--- Start ---

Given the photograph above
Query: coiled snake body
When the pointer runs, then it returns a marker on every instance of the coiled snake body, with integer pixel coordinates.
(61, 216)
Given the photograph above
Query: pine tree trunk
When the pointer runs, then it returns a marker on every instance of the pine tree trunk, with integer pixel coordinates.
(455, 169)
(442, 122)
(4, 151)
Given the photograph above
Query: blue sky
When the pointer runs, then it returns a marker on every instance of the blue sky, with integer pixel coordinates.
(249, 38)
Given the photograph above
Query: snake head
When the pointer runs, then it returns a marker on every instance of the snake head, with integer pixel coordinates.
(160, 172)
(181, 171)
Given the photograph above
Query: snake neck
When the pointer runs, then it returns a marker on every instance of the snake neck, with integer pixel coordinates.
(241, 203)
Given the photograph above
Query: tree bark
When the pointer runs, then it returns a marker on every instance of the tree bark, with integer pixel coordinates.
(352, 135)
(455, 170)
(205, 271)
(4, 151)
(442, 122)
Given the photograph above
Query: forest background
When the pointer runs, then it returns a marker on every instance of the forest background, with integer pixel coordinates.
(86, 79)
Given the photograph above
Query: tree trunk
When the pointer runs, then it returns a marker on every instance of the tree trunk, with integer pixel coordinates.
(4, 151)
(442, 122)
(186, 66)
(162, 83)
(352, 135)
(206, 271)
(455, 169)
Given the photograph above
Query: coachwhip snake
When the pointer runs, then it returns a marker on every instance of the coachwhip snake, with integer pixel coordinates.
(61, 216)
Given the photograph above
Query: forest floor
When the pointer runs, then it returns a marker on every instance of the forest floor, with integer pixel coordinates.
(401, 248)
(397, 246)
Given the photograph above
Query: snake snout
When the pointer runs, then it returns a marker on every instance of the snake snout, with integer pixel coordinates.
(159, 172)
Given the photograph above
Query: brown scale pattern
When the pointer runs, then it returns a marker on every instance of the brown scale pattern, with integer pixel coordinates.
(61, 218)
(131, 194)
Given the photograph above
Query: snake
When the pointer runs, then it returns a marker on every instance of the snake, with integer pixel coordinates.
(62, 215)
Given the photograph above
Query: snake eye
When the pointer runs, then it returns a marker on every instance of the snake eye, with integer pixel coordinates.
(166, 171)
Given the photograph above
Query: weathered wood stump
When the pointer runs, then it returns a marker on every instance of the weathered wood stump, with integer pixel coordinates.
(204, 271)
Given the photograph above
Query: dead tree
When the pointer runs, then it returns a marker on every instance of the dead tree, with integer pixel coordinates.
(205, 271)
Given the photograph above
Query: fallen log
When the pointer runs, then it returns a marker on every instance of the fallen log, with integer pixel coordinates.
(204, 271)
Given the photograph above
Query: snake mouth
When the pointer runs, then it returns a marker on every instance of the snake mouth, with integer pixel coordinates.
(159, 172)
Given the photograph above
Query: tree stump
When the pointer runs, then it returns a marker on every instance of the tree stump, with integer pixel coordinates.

--- End ---

▶ [Exercise goal] Return the full listing, character for character.

▶ [Full solution]
Given the photograph above
Query: coiled snake body
When the pointer runs, then it returns a marker on every instance of the coiled snake body, with integer pixel coordinates.
(61, 216)
Given the photograph above
Query: pine tree trunk
When the pointer runs, then it returns a marker on every instance of the pine tree trunk, with integer pixel coordinates.
(455, 169)
(442, 122)
(4, 151)
Given the photograph above
Query: blue sky
When the pointer runs, then it returns a marker on every instance of the blue sky, with integer pixel coordinates.
(249, 38)
Given the photograph above
Query: snake head
When the pointer runs, then it returns a marker on every instance of the snake head, with integer pixel coordinates.
(160, 172)
(181, 171)
Given the photograph above
Query: snake neck
When the pointer runs, then it returns a marker on every instance of the snake neck, with integer pixel coordinates.
(241, 203)
Given the photograph above
Query: tree bark
When the pointer runs, then it returns a marker on every instance of the tree bark, with integer pixel coordinates.
(352, 135)
(455, 170)
(205, 271)
(4, 151)
(442, 122)
Given the photograph above
Query: forest background
When the pointer runs, then it returns a marker on every instance of the forest background, with integer pixel coordinates.
(86, 79)
Given the photograph above
Query: tree trunk
When the pointer runs, then it returns a marker on every instance of the tree trunk, with integer pixel coordinates.
(4, 151)
(442, 122)
(186, 66)
(162, 83)
(352, 135)
(206, 271)
(455, 169)
Given the photograph above
Query: coachwhip snake
When the pointer runs, then it returns a marker on every instance of the coachwhip snake, with integer pixel coordinates.
(61, 216)
Given the photograph above
Query: forest floor
When the pointer runs, then it returns a marker on every instance of the forest floor, with integer pixel coordinates.
(401, 248)
(397, 246)
Given the photograph above
Query: snake snout
When the pointer runs, then it returns a marker on every instance of the snake snout, with integer pixel coordinates.
(159, 172)
Given the photograph above
Query: brown scale pattern
When the pointer runs, then it returns a marker on every instance of the brown scale pattern, with integer pixel coordinates.
(61, 218)
(131, 194)
Given the photograph above
Query: snake
When the pointer runs, then it returns a marker on every instance of the snake, with integer pixel coordinates.
(62, 215)
Given the photograph above
Query: snake eye
When the pointer runs, then it returns a marker on every instance of the snake eye, with integer pixel coordinates.
(166, 171)
Given the photograph above
Query: weathered wood stump
When the pointer runs, then it returns a marker on every instance of the weathered wood stump, with integer pixel coordinates.
(204, 271)
Given the photograph above
Query: dead tree
When the pointer runs, then it returns a marker on every instance of the dead tree, with integer pixel coordinates.
(205, 271)
Given the photograph above
Query: fallen log
When the pointer runs, then it returns a marker on every instance of the fallen log, with integer pixel coordinates.
(204, 271)
Given the photograph above
Query: snake mouth
When the pointer runs, then it returns a marker on every instance of the snake mouth, with integer pixel coordinates.
(159, 172)
Given the photograph above
Query: tree stump
When the pointer runs, then it returns a marker on every instance of the tree stump, with integer pixel coordinates.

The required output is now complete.